[EXERCISE DATA — start]

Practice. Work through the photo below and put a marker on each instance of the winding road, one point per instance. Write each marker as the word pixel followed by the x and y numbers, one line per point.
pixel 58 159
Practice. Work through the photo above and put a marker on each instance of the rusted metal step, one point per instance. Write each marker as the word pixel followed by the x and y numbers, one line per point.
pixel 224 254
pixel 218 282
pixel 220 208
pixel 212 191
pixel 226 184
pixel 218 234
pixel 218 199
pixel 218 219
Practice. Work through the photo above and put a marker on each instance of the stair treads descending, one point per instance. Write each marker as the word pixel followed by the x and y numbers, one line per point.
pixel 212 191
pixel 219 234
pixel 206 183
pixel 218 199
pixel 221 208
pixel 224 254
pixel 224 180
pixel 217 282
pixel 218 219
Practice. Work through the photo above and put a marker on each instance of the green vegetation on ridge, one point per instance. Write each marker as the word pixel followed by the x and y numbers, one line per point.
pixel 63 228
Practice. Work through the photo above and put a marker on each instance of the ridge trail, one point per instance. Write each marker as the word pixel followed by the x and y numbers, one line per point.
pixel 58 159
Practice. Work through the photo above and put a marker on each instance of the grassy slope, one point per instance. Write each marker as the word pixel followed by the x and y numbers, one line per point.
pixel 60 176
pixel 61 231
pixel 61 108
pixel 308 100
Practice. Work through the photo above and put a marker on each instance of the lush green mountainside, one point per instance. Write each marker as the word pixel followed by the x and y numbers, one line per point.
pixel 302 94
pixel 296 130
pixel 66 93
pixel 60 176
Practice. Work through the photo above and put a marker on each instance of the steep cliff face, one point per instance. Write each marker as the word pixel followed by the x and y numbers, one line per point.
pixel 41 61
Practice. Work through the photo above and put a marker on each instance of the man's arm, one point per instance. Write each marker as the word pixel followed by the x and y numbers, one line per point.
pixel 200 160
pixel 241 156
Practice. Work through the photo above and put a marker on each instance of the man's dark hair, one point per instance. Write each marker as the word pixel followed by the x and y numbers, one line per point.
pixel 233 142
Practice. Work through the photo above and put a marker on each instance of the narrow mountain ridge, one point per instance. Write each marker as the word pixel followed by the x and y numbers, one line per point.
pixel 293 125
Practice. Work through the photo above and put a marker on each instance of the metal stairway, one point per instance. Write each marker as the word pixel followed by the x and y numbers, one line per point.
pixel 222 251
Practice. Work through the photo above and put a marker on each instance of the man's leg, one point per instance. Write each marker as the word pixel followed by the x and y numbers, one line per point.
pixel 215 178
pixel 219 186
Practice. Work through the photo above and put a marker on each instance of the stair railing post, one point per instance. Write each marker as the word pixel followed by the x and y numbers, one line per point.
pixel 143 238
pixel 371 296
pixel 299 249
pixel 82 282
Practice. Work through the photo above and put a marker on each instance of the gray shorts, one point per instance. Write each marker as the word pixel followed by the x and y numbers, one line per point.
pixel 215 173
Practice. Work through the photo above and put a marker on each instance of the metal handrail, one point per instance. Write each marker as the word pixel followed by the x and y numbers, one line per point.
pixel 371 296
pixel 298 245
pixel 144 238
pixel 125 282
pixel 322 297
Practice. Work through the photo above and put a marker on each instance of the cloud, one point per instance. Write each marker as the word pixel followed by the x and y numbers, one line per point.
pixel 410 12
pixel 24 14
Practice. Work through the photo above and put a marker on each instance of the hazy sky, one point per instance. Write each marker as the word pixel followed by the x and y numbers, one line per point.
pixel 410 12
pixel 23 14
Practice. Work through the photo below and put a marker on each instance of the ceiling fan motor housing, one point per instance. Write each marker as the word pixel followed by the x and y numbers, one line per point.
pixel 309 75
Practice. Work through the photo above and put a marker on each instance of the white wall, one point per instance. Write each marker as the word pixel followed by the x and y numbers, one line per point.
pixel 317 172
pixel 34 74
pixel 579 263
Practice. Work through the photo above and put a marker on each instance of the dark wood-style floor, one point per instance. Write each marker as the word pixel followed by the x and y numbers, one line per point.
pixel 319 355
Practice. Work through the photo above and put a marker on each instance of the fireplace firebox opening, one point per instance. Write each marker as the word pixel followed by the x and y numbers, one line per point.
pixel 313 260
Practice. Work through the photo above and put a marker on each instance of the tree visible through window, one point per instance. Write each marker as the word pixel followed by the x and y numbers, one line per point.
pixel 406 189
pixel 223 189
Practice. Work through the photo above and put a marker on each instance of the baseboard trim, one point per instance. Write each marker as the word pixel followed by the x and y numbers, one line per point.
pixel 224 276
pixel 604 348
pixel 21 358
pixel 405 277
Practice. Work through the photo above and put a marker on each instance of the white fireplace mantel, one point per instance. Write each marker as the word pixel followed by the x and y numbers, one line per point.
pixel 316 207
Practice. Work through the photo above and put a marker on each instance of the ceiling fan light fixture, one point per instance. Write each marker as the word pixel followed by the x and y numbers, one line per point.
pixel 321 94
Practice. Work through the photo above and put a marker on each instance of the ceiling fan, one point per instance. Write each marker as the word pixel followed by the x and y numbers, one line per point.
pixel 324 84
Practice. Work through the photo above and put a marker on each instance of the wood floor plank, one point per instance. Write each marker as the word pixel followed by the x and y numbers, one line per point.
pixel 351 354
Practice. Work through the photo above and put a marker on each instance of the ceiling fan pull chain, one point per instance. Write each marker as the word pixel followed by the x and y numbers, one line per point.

[EXERCISE DATA — finish]

> [TASK DETAILS] In full and without error, transcribe each of the entries.

> [ANSWER TO THE EXERCISE]
Practice. Work through the photo below and put a marker on each instance of the winding road, one point per instance. Write each marker as the word pixel followed by the x and y numbers, one line per point.
pixel 58 159
Practice. Work through the photo above and put a marker on each instance of the rusted metal step, one point per instance. Write each marker as the word pixel followed by the x and y numbers, one line per point.
pixel 224 254
pixel 218 282
pixel 220 208
pixel 212 191
pixel 226 184
pixel 218 234
pixel 218 199
pixel 218 219
Practice. Work through the photo above and put a marker on each instance of the stair treads descending, one point per instance. Write each marker as the word pixel followed by the x and y numbers, one line per point.
pixel 212 191
pixel 219 234
pixel 206 183
pixel 218 199
pixel 221 208
pixel 224 254
pixel 224 180
pixel 217 282
pixel 218 219
Practice. Work through the photo above and put a marker on each instance of the green vegetation on ridge, one point per instance. Write each marker as the word pixel followed by the x and y numbers, one line per point.
pixel 63 228
Practice. Work through the photo above and put a marker on each instance of the ridge trail, one point per instance. Write each marker as the word pixel followed by the x and y numbers, one line per point.
pixel 58 159
Practice. Work through the photo above and put a marker on each instance of the grassy slope, one point per instance. Write each marker as the word pixel followed by the x and y numbers, one line per point.
pixel 60 176
pixel 61 231
pixel 61 108
pixel 308 100
Practice. Work through the photo above and put a marker on each instance of the lush green mountainside, one point per instance. Write each marker as the word pixel followed by the x and y numbers, one line per point.
pixel 302 94
pixel 296 130
pixel 66 93
pixel 60 176
Practice. Work through the photo above and put a marker on each instance of the steep cliff face, one point per instance. Write each marker as the word pixel followed by the x and y numbers, one line per point.
pixel 41 61
Practice. Work through the photo above and put a marker on each instance of the man's arm, one point per instance. Write each marker as the word pixel followed by the x and y numbers, one line per point.
pixel 200 160
pixel 241 156
Practice. Work through the photo above and put a marker on each instance of the man's dark hair, one point per instance. Write each marker as the word pixel followed by the x and y numbers, one line per point.
pixel 233 142
Practice. Work through the photo above and put a marker on each instance of the narrow mountain ridge, one point per instance. Write each marker as the word pixel followed by the x and y numbers, one line per point.
pixel 293 125
Practice. Work through the photo above and put a marker on each instance of the metal stairway, one point per instance. Write each marker as the word pixel followed by the x and y numbers, one line per point.
pixel 222 251
Practice. Work through the photo above and put a marker on each instance of the man's leg, one point per instance. Write each marker as the word pixel followed by the x and y numbers, one line per point.
pixel 215 178
pixel 219 186
Practice. Work through the photo above and put a marker on each instance of the stair railing post, one point per instance. Write each marker as the word pixel followed by the x and y numbers, one line per point.
pixel 143 238
pixel 371 296
pixel 299 249
pixel 82 282
Practice. Work through the photo above and put a marker on each instance of the gray shorts, one point per instance. Write each marker as the word pixel followed by the x and y numbers, one line per point.
pixel 215 173
Practice. Work through the photo above and put a marker on each instance of the metal handrail, one point per instance. Write each marker as the word pixel followed by the x and y numbers, one line per point.
pixel 371 296
pixel 298 245
pixel 144 238
pixel 125 282
pixel 322 297
Practice. Work through the photo above and put a marker on each instance of the cloud, one point per instance. Write each marker as the word pixel followed by the x and y numbers, one line per point.
pixel 410 12
pixel 24 14
Practice. Work through the photo above and put a marker on each instance of the hazy sky, one point per instance. Write each marker as the word pixel followed by the x and y numbers, one line per point.
pixel 410 12
pixel 23 14
Practice. Work through the photo below and put a marker on each instance of the ceiling fan motor housing, one point per instance. Write each marker as the word pixel followed by the x and y numbers, one line per point.
pixel 309 75
Practice. Work through the photo above and put a marker on each instance of the white wall, one point per instance. Write each marker as the word pixel followed by the x and y numbers, one line per point.
pixel 317 172
pixel 34 74
pixel 579 263
Practice. Work through the photo above and put a marker on each instance of the dark wood-style floor, one point per instance. Write each marker as the word pixel followed by the x and y numbers, one line per point.
pixel 319 355
Practice. Work through the photo above and put a marker on each instance of the fireplace firebox opening, one point per instance. Write each marker as the word pixel followed by the x and y numbers, one line per point.
pixel 313 260
Practice. Work through the photo above and put a marker on each instance of the tree visible through window, one point per instance. Write each marker as the word pixel followed by the x and y numbers, one line per point.
pixel 406 189
pixel 223 189
Practice. Work through the photo above and put a marker on each instance of the baseboard trim, one point per instance. Write each marker as the word pixel followed by the x and y numbers, one line per point.
pixel 224 276
pixel 604 348
pixel 21 358
pixel 405 277
Practice. Work through the photo above and put a marker on each instance of the white fireplace mantel, one point per instance. Write each marker as the word pixel followed by the x and y numbers, one line per point.
pixel 316 207
Practice. Work through the photo above and put a marker on each instance of the ceiling fan light fixture, one point per instance. Write each marker as the word pixel followed by the x and y numbers, one line per point.
pixel 321 94
Practice. Work through the photo above and put a marker on each instance of the ceiling fan, one point per instance. Write each marker as the word pixel followed by the x and y numbers, one line per point.
pixel 324 84
Practice. Work through the photo above and put a marker on each instance of the wood floor plank, one point per instance. Write each marker as the word pixel followed by the x and y numbers, one line per point.
pixel 351 354
Practice. Work through the photo above and put a marker on each instance of the ceiling fan pull chain, one point per instance. Write each marker as the word pixel followed by the x and y numbers, one line per point.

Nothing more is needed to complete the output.